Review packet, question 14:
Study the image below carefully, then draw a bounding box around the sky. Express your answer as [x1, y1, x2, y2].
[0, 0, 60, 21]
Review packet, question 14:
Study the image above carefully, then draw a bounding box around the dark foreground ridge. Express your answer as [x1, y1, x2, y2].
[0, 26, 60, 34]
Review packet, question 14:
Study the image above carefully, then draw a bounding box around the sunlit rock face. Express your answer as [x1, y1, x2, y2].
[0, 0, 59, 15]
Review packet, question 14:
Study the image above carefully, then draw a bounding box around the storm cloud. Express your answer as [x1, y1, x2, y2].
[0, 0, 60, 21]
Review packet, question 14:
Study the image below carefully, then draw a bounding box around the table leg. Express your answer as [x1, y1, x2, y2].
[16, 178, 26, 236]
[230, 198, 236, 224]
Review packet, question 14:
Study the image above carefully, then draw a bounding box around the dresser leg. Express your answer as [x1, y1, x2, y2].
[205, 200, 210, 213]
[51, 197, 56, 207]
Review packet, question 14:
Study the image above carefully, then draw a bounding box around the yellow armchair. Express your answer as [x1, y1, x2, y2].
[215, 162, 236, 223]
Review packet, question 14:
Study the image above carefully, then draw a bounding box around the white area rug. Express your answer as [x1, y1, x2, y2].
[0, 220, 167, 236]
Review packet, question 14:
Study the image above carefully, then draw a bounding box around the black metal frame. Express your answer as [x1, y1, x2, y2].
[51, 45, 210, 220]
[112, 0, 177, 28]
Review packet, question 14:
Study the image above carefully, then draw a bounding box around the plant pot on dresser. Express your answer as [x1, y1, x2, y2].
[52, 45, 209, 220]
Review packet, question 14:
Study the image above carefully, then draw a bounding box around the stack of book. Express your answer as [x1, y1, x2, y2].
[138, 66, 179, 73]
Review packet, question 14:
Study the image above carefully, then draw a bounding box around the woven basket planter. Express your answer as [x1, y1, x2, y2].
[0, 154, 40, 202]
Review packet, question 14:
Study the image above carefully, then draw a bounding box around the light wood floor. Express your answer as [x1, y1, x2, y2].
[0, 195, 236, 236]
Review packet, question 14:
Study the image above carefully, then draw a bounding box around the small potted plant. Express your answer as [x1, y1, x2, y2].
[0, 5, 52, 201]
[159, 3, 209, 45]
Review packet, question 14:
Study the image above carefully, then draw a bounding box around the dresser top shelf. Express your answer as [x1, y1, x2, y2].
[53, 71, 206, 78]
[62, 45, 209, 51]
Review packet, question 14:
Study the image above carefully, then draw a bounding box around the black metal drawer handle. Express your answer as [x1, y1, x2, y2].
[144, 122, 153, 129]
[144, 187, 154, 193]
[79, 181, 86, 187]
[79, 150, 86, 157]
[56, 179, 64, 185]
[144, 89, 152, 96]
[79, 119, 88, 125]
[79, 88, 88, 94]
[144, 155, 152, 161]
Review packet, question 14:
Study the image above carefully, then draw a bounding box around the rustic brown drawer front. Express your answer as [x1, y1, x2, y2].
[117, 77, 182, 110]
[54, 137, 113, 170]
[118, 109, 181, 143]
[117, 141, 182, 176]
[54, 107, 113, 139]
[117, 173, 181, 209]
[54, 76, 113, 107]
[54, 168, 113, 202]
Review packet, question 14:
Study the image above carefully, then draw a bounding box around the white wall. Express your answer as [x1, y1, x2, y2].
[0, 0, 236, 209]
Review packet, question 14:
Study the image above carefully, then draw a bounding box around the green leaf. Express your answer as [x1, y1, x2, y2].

**Requirement:**
Can you show every line in the entries above that contains the word "black"?

**Exercise solution:**
Study the image above carefully, then draw a bounding box around the black metal frame. Express your answer as [x1, y1, x2, y2].
Study the image above carefully, then draw a bounding box around the black metal drawer handle. Express your answer as [x1, y1, x2, y2].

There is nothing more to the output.